_DIRECTIVE_.
Change "hanging" to "suspended" in the lines from the one with "fixture. Output it as semicolon-separated x1;y1;x2;y2." up to and including the last line, and give only those lines with everything else kept the same.

[Data items]
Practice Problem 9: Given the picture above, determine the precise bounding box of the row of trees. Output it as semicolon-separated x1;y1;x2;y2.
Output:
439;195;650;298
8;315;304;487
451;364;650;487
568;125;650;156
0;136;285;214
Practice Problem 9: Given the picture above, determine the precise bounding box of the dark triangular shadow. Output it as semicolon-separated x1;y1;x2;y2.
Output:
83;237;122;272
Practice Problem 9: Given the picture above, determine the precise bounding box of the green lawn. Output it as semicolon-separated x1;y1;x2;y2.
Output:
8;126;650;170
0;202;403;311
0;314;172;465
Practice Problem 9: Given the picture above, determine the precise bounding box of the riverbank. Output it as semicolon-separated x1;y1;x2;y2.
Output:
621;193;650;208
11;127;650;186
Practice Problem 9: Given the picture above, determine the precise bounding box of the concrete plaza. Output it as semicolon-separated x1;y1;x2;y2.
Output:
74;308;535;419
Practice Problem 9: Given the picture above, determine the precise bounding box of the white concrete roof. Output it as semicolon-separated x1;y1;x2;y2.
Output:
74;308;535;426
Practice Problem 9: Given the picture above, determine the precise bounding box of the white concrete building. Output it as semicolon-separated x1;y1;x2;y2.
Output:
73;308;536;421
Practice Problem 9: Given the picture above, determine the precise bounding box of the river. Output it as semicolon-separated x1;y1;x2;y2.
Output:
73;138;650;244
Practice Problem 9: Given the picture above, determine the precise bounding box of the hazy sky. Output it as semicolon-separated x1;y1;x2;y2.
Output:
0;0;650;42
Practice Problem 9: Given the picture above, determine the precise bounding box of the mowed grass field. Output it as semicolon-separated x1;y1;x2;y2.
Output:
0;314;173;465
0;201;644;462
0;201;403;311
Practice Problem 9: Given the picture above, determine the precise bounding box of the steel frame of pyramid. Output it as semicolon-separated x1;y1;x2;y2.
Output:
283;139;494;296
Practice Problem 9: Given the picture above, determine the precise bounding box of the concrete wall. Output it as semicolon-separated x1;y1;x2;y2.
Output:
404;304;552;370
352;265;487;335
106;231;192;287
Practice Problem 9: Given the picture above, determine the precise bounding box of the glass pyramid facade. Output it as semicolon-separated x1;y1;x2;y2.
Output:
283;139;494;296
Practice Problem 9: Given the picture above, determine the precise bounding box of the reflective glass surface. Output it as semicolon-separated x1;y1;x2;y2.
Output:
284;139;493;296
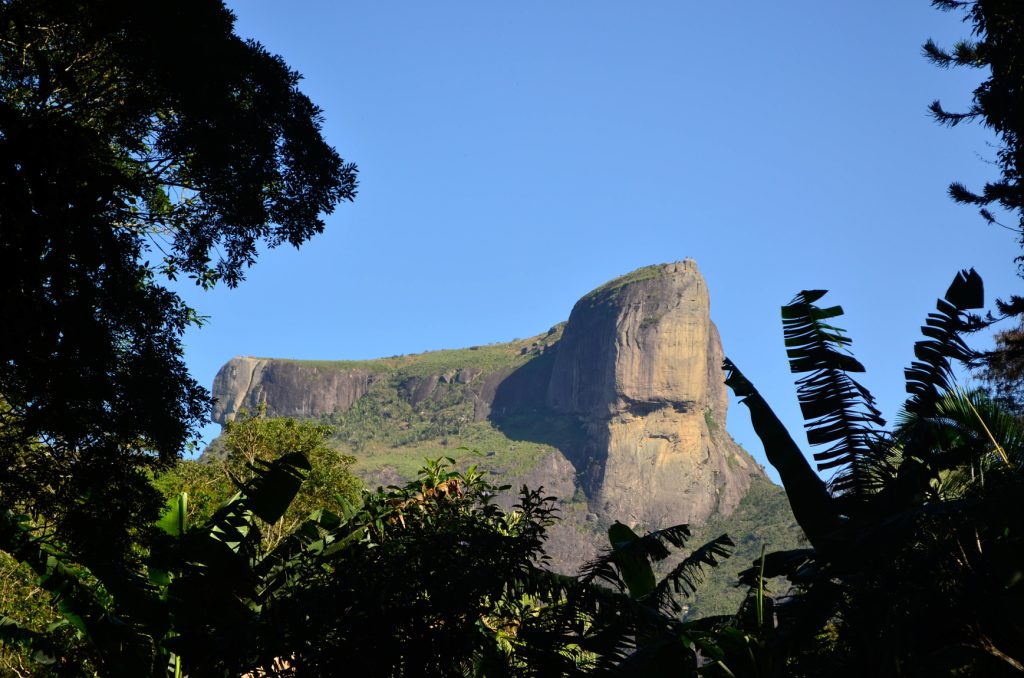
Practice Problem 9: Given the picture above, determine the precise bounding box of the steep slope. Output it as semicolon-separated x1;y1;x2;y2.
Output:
547;260;761;528
205;260;792;589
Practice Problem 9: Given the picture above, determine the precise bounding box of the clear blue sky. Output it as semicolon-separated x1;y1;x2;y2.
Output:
174;0;1020;485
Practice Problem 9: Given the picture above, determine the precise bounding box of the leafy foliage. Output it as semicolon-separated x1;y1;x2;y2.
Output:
727;271;1024;675
149;408;362;550
0;0;355;571
924;0;1024;238
782;290;885;493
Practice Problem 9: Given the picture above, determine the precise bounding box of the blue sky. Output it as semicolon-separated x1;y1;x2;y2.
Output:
174;0;1020;483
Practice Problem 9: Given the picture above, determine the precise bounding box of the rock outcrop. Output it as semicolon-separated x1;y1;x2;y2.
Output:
213;260;764;529
213;357;377;424
547;260;760;528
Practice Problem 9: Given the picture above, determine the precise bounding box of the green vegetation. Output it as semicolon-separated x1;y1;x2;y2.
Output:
584;263;665;300
726;270;1024;676
685;477;808;620
154;407;362;550
0;0;1024;678
274;323;565;381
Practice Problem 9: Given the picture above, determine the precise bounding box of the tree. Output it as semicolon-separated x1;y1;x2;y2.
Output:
0;0;356;580
149;406;362;550
924;0;1024;407
726;270;1024;676
924;0;1024;240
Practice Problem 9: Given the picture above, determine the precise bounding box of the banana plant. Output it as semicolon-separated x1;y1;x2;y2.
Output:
724;270;1024;675
0;453;331;678
580;521;734;676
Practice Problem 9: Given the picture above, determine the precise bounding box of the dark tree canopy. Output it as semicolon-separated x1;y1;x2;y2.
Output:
925;0;1024;242
925;0;1024;408
0;0;356;552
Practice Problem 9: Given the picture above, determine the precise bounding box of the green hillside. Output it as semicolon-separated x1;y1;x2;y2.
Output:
211;323;803;616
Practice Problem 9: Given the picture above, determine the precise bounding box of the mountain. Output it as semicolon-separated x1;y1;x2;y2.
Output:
207;259;800;614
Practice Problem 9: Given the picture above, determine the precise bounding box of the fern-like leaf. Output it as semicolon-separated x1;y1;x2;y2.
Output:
903;268;985;419
651;535;736;613
782;290;885;494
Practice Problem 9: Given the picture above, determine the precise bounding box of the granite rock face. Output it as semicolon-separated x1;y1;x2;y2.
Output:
213;357;377;424
213;260;764;529
547;260;760;528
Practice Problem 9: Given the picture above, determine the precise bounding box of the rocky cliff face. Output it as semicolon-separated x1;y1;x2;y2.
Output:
547;260;760;528
213;260;764;529
213;357;377;424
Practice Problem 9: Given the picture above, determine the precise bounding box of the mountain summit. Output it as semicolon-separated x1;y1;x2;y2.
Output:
213;259;782;577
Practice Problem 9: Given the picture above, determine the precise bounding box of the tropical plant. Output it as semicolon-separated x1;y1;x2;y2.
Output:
149;405;362;551
580;521;734;676
725;270;1024;675
0;0;356;655
0;453;327;677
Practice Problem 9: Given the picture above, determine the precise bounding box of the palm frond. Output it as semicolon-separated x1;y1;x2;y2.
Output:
903;268;985;420
651;535;736;612
580;520;690;598
782;290;885;494
722;358;839;546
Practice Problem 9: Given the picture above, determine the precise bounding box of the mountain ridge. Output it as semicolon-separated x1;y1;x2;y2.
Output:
205;260;795;614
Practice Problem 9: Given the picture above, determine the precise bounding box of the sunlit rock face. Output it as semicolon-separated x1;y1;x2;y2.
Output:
213;260;764;548
547;260;760;528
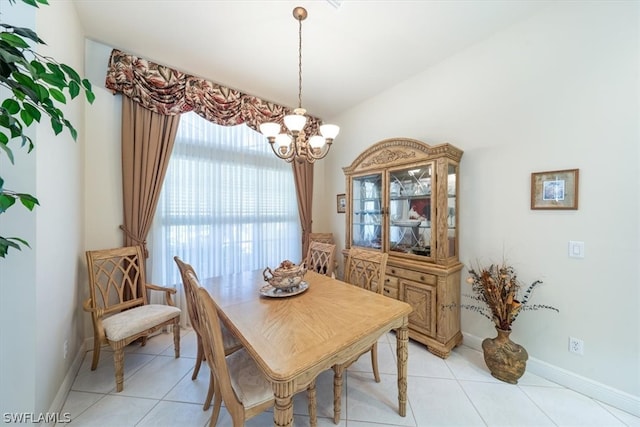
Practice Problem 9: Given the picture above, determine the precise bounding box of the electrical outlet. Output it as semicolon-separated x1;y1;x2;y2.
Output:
569;337;584;356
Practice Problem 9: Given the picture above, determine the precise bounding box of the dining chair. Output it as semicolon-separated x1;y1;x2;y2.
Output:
188;280;317;427
83;246;181;392
309;233;338;277
305;242;336;277
333;248;389;424
309;233;336;245
173;256;242;411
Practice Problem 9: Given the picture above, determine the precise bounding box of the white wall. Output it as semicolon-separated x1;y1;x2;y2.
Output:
0;1;86;413
0;0;37;413
324;2;640;413
79;2;640;413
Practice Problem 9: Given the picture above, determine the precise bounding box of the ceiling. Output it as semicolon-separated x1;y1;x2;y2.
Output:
74;0;547;119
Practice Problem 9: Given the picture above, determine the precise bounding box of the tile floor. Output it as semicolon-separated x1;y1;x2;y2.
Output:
62;330;640;427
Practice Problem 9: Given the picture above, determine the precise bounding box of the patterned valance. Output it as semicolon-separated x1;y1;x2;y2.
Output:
106;49;321;135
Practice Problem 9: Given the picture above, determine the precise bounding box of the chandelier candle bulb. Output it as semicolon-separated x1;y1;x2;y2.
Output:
260;6;340;163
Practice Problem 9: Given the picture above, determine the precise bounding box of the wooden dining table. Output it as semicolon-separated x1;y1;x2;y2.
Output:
202;270;412;426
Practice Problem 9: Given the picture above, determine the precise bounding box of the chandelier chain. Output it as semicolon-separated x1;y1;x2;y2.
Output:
298;15;302;108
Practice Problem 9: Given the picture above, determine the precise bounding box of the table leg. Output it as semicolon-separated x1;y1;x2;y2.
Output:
333;365;344;424
396;318;409;417
273;381;294;427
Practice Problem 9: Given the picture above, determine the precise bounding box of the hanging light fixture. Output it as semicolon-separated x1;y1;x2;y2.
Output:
260;7;340;163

_CORRECT RESPONSE_.
Practice Problem 9: Given the picture above, determine the precise bounding box of the suspended light fixture. Output it as semicolon-separated x1;y1;x2;y2.
Output:
260;7;340;163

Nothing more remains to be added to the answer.